• _TASK TO CARRY OUT_
Quote everything in the listing from the line containing "the wooden tv" down to the line containing "point(407, 278)", both of those lines included.
====================
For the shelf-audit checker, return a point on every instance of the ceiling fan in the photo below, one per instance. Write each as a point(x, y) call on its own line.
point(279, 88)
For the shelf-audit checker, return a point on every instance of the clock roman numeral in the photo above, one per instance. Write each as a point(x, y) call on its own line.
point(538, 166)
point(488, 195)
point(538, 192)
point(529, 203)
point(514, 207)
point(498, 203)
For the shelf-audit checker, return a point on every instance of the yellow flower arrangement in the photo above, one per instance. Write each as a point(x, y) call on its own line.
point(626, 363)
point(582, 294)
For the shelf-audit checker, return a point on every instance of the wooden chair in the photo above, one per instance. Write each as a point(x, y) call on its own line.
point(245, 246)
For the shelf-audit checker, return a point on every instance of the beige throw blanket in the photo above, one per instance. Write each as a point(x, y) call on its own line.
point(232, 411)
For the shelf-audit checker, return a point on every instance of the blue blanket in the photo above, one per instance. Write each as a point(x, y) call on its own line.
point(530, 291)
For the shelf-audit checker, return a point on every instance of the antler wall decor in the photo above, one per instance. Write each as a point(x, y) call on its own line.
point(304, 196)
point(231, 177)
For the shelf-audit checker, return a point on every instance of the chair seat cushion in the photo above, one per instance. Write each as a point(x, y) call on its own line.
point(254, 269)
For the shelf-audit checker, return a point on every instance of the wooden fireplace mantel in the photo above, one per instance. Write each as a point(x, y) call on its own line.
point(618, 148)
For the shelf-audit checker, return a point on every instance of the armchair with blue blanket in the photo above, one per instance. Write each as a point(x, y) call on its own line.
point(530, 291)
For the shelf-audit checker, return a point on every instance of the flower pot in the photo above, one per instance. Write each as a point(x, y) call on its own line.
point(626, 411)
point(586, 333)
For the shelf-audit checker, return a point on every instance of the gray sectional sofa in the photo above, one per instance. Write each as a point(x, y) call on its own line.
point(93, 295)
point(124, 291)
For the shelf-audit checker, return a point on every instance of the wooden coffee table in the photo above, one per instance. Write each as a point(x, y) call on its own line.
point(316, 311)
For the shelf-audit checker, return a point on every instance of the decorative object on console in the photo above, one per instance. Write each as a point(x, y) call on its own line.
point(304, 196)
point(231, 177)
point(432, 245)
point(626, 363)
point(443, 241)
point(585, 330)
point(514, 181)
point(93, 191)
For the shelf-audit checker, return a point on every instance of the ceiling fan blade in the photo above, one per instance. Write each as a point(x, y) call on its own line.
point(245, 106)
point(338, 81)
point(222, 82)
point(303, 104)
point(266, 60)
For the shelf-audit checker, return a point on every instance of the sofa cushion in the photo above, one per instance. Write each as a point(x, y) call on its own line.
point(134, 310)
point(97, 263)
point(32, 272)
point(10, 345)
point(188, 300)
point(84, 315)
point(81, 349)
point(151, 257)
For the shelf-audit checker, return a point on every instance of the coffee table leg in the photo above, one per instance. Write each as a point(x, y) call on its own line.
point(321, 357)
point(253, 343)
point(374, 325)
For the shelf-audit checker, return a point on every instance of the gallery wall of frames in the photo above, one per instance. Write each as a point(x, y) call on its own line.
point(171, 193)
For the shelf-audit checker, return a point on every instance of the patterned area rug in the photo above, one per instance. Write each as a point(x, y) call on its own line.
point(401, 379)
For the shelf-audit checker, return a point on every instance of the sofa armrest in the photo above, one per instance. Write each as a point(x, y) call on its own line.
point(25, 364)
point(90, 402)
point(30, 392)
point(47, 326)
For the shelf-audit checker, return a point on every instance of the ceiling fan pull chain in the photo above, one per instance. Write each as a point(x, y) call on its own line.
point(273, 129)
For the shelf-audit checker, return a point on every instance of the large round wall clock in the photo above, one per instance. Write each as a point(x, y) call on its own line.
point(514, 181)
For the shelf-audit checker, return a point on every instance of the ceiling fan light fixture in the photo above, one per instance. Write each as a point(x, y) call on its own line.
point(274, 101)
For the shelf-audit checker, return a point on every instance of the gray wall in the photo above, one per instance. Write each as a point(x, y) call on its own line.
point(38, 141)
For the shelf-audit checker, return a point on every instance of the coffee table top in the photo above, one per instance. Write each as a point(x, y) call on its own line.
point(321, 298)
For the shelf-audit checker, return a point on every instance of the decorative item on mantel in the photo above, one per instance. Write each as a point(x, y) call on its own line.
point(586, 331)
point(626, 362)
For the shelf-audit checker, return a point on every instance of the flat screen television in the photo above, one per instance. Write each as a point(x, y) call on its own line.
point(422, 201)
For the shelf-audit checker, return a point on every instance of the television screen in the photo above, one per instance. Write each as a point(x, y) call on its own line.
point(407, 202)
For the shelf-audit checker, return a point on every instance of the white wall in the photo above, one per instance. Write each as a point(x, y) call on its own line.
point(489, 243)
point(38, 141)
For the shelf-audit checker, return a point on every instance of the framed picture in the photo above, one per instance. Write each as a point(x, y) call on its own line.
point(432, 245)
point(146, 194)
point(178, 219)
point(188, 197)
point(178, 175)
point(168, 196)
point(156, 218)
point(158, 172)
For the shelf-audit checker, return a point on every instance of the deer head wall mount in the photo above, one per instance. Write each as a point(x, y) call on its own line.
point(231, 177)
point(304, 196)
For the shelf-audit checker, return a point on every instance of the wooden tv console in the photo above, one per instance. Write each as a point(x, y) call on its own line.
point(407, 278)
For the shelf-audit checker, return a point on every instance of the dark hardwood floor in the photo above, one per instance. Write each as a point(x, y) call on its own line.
====================
• _FINAL RESULT_
For the shelf-audit checker, return a point on every instance of the wooden tv console in the photo above, one per instance. Write each as a point(x, y) call on its own line.
point(407, 278)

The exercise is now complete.